*ACTIVITY*
Update the Mysterio comic review: rewrite everything from "He doesn't." down to "and being born." with "swirly" replaced by "hazy".

Thursday, 16 April 2009

Amazing Spider-Man #66. Mysterio

Amazing Spider-Man #66, Mysterio
(Cover from November 1968.)

"The Madness Of Mysterio!"

Words by Stan Lee
Layouts by John Romita
Pencilling by Don Heck
Inks by Mickey Demeo
Lettering by Artie Simek


So, after finding a new artist last issue, this month it's back to Don Heck. Actually, this reversion to confusion doesn't matter that much; one, because Jim Mooney's back next month and, two, because there's something pleasingly cartoony about Heck's art in this tale.

As for the story, it's another of my favourites, as the perennially under-used Mysterio makes his return. We can tell he's made his return because he tells us so. Clearly suffering from the same affliction that struck Kraven the Hunter in his last appearance, he spends the first few pages talking to himself. He tells us how vital a model amusement park is to his plans and how he escaped captivity by using chemicals stolen from the prison pharmacy. Presumably, this is the same prison where the Shocker garnered the tools to create his first vibro-blaster. The regime at that place just never learn do they? Anyway, he's out for revenge on Spider-Man.

But first he has to get Spider-Man's attention.

To do this, he appears in a street, emerging from a cloud of smoke, and then vanishes. Now, with the class that only a criminal mastermind could muster, he hides down a drain, wondering why Spider-Man's not shown up. Probably because it's only seconds since you appeared, and what're the chances that he'd just happen to be in a street you randomly selected?

Well, plenty, as it turns out, because Peter Parker just happened to be right there in that street at that moment. Not that Myserio has any way of knowing this and not that he had any reason to expect it. Anyway, for once, Peter shows some kind of sense and can't be bothered to go after him. He's got better geese to cook, like having to sell his bike to pay the bills and the fact that Gwen's still not speaking to him.

Then it turns out she is. Coming across him, she tells him her dad's cleared up the whole, "Peter attacking Capt Stacy" thing of a few issues ago. At this point, she does the usual and bursts into tears. This is the fourth consecutive issue that Gwen Stacy has burst into tears. I've heard of hormones but really.

Elsewhere, Mysterio doesn't care about the failure of his previous master plan. He can always get attention another way.

He can do it by appearing on TV and declaring that he's going to destroy New York unless the arachnid adventurer meets him at the scene of their first battle. Happily, unlike me, Spider-Man remembers where the pair first fought and heads there. Seeing no need for subtlety - as the goldfish bowl wearing menace is expecting him - he tears his way in and confronts the villain who uses his smoke of mystery to bamboozle Spidey while he rains blows on him. There's a pretty obvious point here which is that Mysterio could just shoot Spider-Man while he's disoriented. But, of course, Mysterio isn't a common-or-garden crook, he's a criminal mastermind and so is determined to do the deed with ridiculous amounts of extravagance.

Having annoyed Spidey a bit, he now reveals his master weapon, a big gun gizmo. Before Spider-Man can get out of the way, he fires it at him. The thing clearly hits our hero full on, although in the next panel, Mysterio says that Spider-Man's jumped out of the way of it.

Not that it matters because the gun's fired some kind of gas and therefore it makes no odds whether the thing was on target or not, merely whether our hero has the sense to hold his breath.

He doesn't.

Now, as the world goes all swirly on him, he starts to feel weird, telling us that he simultaneously feels like he's dying, and being born.

And then he finds out why.

Because, when the smoke clears, he finds himself a changed man. Where once he could look his foe straight in the goldfish bowl, now he's a mere six inches tall and in the model amusement park Mysterio was so proudly showing us earlier.

Now, at last, his foe can crush him like the bug he's named after.

*DATA FOR ANALYSIS*

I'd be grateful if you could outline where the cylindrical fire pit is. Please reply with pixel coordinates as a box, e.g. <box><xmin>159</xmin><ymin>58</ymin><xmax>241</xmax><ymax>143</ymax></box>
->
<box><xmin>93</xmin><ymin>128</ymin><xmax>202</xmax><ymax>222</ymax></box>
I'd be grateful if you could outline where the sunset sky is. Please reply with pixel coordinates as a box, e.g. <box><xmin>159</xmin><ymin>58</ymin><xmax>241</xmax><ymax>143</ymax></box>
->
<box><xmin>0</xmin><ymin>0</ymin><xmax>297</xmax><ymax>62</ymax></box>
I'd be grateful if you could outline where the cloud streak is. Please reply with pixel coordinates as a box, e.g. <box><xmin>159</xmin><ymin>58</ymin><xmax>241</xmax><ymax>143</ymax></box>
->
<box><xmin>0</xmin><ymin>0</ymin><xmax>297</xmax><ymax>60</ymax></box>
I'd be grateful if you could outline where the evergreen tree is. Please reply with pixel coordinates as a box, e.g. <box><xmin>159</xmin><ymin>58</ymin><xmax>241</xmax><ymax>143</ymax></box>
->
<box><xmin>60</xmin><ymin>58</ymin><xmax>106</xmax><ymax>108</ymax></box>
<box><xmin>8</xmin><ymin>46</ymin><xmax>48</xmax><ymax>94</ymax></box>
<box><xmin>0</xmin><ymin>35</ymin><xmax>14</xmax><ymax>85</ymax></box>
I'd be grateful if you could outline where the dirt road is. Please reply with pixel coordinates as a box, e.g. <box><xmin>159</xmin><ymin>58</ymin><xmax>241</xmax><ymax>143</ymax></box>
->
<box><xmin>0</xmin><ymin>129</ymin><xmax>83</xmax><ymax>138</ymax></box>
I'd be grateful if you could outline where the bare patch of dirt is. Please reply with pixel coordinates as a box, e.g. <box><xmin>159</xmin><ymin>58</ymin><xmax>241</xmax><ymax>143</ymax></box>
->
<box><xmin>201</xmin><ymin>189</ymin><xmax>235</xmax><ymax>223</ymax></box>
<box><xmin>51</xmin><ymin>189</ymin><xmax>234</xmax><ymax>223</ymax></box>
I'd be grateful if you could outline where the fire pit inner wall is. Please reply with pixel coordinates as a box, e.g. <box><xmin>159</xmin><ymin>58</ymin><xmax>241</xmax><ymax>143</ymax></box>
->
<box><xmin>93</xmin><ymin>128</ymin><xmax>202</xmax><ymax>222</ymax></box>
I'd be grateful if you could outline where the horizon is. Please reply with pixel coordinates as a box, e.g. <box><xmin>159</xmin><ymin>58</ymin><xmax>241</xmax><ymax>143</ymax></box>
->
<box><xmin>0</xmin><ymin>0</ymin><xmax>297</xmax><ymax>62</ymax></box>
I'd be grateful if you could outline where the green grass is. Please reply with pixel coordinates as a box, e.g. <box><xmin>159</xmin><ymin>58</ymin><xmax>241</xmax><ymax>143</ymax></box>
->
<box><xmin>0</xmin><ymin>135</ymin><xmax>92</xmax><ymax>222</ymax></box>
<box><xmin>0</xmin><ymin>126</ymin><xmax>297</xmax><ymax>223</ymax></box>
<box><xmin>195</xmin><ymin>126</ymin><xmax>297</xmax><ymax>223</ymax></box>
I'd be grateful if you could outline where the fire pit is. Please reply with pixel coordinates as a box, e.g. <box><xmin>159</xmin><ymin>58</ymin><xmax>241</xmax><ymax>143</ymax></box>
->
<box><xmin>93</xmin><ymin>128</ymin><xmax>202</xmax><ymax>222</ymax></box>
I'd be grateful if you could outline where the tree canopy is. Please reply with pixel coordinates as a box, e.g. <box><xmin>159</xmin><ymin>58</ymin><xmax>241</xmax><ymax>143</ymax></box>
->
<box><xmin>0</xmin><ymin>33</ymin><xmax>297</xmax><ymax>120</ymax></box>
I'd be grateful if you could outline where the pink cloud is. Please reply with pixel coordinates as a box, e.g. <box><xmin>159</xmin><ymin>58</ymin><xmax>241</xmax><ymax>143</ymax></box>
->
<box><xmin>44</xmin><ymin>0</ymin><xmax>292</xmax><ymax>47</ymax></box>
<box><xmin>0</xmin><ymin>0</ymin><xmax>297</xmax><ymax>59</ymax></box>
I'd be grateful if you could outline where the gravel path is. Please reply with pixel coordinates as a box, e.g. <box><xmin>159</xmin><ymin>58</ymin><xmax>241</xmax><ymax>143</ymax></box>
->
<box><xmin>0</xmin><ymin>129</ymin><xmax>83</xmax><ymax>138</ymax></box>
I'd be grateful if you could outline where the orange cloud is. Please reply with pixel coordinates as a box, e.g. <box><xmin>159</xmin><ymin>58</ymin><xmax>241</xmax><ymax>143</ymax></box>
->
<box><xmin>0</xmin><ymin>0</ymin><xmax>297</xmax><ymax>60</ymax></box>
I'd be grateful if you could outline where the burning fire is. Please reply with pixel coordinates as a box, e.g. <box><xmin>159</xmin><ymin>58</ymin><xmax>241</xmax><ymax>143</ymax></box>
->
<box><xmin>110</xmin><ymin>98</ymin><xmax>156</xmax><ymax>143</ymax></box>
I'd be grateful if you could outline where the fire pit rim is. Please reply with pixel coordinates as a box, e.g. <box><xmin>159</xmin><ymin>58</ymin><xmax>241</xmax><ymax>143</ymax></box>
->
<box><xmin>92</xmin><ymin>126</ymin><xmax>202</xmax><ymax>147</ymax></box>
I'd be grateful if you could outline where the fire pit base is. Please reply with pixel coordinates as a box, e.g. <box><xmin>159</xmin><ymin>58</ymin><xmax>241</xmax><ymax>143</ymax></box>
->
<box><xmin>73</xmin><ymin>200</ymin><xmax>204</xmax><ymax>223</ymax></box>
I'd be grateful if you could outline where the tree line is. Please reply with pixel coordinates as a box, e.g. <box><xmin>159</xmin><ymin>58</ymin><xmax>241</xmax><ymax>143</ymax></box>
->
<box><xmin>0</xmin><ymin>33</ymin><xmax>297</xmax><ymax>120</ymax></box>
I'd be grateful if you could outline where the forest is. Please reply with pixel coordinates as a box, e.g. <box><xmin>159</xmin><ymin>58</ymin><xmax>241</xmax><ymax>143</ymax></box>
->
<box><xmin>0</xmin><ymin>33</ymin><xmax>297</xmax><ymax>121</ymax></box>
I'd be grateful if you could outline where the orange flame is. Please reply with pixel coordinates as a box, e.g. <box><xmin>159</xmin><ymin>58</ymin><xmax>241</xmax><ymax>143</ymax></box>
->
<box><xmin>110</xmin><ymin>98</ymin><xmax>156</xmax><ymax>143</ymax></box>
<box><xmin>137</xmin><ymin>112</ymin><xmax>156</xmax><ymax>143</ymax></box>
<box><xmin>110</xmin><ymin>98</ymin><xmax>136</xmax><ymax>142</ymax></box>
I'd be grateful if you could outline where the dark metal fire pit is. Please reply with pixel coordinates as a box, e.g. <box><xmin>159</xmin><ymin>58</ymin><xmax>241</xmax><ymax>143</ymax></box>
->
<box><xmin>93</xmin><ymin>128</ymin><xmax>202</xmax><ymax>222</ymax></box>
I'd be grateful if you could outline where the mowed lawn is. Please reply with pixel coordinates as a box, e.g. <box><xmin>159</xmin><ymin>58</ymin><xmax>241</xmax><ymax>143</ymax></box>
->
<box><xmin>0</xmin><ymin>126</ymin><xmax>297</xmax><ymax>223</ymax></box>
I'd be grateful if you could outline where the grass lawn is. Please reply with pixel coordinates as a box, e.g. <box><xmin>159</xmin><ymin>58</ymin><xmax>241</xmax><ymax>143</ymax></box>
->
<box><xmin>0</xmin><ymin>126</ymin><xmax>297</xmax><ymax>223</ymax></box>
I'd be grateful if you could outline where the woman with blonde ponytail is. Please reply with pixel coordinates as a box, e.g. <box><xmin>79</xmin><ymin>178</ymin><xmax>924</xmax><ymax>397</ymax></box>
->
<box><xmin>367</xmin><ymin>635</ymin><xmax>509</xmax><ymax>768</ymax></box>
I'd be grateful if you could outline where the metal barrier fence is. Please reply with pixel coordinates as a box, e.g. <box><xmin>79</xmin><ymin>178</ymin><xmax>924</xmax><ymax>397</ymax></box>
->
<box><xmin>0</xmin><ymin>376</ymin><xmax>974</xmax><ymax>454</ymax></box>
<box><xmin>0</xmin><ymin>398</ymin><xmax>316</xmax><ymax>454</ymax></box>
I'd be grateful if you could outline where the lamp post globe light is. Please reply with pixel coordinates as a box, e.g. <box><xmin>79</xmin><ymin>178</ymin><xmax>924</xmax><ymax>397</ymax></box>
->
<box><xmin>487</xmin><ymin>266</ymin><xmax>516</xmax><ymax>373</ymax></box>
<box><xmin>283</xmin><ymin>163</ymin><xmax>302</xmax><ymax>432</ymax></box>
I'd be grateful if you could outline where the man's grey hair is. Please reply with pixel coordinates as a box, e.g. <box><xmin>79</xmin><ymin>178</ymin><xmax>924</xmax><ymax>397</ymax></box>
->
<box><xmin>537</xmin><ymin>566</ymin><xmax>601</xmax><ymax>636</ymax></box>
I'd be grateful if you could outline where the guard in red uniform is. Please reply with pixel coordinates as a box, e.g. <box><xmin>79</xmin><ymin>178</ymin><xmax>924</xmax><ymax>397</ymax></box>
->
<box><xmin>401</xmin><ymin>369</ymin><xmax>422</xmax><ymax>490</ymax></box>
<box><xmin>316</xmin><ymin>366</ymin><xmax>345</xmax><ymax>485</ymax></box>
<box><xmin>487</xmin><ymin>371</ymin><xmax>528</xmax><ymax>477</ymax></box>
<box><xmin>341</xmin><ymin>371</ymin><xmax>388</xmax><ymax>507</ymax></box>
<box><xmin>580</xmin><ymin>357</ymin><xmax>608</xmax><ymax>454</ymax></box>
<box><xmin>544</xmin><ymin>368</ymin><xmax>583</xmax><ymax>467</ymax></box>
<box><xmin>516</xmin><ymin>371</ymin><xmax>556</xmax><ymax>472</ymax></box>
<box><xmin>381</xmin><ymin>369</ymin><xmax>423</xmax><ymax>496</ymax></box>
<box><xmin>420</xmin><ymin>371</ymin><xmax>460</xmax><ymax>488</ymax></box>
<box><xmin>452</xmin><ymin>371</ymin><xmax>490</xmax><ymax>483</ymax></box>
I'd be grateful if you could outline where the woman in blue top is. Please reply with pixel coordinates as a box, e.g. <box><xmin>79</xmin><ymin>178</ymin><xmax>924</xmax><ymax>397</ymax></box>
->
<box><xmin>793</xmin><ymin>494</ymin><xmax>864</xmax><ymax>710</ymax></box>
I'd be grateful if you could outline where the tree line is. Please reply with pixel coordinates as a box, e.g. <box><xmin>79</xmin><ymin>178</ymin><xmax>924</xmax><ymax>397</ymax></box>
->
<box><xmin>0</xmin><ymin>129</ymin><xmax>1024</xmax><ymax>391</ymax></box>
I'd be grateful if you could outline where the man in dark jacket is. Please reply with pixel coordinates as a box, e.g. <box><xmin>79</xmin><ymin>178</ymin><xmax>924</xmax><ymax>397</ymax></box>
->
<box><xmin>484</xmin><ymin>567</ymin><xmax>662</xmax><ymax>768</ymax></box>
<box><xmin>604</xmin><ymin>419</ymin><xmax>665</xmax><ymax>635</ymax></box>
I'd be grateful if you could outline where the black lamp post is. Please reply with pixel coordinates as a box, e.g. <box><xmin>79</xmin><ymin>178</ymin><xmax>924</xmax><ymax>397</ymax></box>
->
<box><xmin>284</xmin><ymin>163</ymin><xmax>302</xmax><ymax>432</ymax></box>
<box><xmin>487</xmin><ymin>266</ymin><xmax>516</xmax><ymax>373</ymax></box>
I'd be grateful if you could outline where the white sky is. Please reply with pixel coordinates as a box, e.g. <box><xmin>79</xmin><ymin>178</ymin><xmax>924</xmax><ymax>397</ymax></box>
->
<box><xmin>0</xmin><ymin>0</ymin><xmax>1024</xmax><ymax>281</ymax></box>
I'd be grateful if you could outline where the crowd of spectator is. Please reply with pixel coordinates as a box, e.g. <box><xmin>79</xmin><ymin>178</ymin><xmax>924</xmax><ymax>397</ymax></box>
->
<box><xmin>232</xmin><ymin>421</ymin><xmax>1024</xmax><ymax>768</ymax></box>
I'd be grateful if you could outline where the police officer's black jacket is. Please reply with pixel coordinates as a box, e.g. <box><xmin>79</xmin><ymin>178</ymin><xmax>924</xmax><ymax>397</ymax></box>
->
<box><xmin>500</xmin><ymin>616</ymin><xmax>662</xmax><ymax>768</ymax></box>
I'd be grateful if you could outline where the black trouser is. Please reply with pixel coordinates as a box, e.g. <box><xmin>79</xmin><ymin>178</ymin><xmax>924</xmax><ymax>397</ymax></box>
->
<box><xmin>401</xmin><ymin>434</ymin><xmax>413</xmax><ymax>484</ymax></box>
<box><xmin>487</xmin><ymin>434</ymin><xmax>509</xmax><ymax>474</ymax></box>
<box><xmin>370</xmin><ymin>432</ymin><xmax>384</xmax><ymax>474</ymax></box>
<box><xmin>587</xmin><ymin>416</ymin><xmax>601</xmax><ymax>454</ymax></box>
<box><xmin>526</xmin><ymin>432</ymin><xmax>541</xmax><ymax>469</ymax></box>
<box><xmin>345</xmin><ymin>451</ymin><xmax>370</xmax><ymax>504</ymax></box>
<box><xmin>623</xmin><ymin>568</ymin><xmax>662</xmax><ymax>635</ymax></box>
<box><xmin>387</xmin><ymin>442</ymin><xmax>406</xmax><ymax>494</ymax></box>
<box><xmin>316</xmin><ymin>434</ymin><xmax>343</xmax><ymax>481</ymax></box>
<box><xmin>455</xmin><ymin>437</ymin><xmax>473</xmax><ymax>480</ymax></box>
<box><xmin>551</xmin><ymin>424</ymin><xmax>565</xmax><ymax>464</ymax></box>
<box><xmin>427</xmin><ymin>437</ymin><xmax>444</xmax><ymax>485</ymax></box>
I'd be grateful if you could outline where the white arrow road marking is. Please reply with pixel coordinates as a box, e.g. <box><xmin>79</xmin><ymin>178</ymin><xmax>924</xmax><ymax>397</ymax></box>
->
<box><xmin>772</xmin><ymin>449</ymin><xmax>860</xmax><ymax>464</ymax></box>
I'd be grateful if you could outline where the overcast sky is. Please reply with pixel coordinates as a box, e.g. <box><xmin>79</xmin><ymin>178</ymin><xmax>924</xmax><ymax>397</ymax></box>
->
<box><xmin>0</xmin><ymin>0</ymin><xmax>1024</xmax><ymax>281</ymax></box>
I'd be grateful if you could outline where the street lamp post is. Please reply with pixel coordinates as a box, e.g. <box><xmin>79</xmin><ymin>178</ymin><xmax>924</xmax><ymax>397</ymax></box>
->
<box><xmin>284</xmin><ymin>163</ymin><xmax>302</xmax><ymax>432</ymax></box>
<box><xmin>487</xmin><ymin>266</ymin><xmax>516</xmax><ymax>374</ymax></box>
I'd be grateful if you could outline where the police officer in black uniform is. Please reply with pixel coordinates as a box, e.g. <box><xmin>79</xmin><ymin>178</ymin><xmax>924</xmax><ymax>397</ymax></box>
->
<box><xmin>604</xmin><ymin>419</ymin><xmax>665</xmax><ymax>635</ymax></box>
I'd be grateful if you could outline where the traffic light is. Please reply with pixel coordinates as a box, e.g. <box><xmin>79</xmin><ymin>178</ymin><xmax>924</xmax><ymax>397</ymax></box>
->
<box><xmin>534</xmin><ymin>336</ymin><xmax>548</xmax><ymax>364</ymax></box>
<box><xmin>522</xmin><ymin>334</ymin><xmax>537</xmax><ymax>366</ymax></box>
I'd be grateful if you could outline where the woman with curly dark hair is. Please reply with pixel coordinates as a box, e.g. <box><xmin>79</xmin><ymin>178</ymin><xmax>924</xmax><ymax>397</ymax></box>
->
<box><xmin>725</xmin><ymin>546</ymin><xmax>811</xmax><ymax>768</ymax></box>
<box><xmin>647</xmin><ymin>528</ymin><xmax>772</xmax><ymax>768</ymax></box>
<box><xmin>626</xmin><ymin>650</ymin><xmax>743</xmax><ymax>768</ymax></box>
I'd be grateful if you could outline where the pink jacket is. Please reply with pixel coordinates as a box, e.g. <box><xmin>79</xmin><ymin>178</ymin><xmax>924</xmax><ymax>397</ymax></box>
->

*COMPLETED TASK*
He doesn't.

Now, as the world goes all hazy on him, he starts to feel weird, telling us that he simultaneously feels like he's dying, and being born.